== SUPPLIED RECORDS ==

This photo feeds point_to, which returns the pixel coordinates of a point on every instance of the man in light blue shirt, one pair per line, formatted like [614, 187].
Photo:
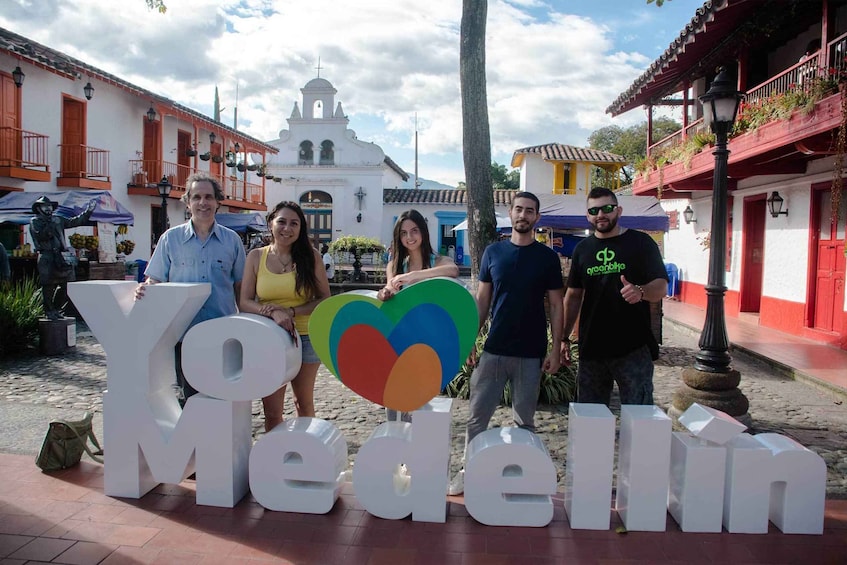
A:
[199, 251]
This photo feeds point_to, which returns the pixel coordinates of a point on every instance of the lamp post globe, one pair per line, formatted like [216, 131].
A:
[712, 382]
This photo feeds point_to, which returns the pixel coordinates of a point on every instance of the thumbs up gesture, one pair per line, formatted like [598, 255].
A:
[632, 293]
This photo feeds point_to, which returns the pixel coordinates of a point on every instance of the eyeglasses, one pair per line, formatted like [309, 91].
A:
[606, 209]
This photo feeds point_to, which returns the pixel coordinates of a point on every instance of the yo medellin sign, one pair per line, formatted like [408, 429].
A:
[400, 354]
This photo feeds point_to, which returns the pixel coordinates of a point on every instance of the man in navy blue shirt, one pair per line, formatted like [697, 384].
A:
[515, 276]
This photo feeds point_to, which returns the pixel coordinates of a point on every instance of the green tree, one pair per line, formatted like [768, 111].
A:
[476, 135]
[631, 142]
[501, 178]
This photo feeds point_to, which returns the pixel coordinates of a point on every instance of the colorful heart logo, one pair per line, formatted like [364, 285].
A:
[400, 353]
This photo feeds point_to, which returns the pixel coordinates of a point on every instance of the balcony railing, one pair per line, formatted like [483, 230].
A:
[798, 76]
[82, 161]
[147, 173]
[25, 149]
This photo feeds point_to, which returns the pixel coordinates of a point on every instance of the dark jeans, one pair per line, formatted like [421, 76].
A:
[184, 390]
[633, 372]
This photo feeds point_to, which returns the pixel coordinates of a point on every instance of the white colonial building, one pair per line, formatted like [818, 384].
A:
[336, 178]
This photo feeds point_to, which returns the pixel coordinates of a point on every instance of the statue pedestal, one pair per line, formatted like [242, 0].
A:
[57, 336]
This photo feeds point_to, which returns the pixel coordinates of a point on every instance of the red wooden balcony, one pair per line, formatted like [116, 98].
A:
[238, 192]
[84, 167]
[23, 155]
[776, 147]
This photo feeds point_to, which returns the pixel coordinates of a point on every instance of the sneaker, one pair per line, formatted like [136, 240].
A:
[457, 485]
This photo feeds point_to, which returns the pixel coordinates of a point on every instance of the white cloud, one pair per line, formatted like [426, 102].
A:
[550, 73]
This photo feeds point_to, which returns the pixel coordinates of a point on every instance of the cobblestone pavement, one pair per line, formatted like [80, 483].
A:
[35, 390]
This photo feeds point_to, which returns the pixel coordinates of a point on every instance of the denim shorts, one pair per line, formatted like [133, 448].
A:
[309, 355]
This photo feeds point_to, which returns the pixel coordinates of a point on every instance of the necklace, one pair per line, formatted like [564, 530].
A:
[286, 265]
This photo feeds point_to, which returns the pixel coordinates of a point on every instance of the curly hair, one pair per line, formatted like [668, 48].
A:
[302, 253]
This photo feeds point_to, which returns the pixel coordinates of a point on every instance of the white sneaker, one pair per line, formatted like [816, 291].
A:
[457, 485]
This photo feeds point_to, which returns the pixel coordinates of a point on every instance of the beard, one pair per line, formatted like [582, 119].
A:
[606, 228]
[523, 227]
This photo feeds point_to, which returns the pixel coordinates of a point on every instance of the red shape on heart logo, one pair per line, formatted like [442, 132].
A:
[365, 360]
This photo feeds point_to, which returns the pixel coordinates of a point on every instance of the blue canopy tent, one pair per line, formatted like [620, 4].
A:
[16, 207]
[243, 223]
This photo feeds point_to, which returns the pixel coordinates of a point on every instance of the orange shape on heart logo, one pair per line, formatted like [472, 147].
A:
[414, 380]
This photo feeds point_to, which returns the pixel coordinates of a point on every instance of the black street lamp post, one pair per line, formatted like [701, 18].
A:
[164, 188]
[712, 382]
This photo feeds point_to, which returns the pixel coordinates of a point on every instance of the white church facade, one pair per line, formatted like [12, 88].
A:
[336, 178]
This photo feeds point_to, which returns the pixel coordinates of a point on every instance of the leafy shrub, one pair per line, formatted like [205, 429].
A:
[356, 244]
[20, 308]
[556, 388]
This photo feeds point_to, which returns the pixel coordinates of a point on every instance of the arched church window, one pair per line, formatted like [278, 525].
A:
[327, 153]
[307, 156]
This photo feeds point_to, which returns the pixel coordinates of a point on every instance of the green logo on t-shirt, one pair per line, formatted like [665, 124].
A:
[607, 264]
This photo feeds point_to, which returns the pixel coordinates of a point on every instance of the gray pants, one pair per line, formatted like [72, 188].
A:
[487, 383]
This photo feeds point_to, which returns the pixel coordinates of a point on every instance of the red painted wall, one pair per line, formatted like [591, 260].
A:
[695, 293]
[781, 315]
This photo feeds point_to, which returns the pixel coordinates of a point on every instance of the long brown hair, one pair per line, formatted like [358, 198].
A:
[302, 253]
[400, 251]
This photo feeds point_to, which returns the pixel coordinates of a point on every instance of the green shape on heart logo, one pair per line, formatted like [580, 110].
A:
[402, 352]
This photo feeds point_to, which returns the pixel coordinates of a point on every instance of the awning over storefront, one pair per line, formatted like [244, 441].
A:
[16, 207]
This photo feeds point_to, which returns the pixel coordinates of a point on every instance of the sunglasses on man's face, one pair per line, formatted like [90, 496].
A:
[606, 209]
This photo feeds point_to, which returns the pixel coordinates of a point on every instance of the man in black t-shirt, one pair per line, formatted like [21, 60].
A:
[614, 274]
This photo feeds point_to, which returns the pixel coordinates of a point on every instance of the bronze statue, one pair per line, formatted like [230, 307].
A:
[48, 235]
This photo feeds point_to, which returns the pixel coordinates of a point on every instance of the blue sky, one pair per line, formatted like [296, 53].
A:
[552, 67]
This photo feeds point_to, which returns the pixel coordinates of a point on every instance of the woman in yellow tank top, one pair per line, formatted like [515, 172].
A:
[285, 281]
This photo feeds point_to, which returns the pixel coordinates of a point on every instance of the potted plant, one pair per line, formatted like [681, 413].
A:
[357, 246]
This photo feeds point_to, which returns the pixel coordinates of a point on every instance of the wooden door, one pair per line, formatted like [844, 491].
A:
[830, 264]
[10, 139]
[73, 138]
[183, 144]
[753, 257]
[152, 164]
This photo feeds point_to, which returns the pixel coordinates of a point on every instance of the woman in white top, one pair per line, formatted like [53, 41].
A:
[412, 261]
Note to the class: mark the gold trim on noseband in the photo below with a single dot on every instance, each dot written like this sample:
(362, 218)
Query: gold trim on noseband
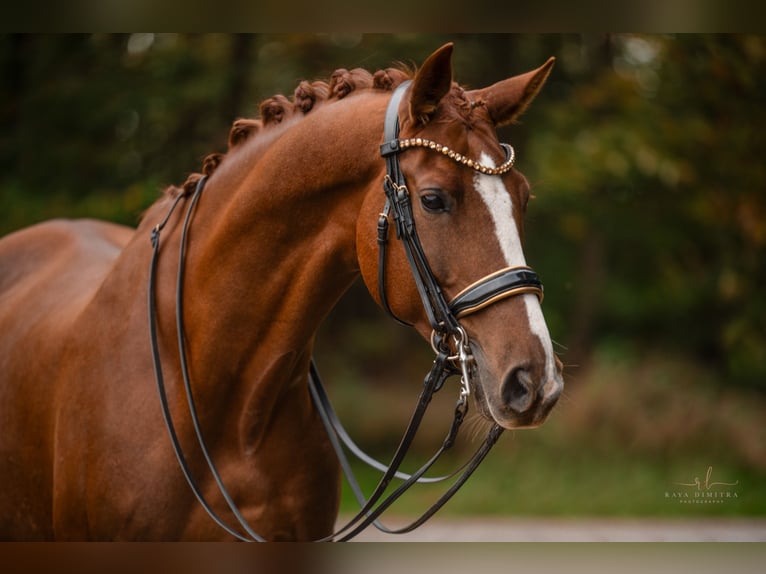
(460, 158)
(521, 289)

===

* WHAT NEEDS TO BE DONE
Looking at the records above, which lines contain "sneaker"? Copy those lines.

* SOLVED PROBLEM
This photo feeds point_to, which returns the pixel coordinates of a point on every instance of the sneaker, one pair per line, formatted like [136, 240].
This photo feeds point_to, which returns the pixel coordinates of a point on every instance of the white sneaker, one pair per line, formatted like [816, 291].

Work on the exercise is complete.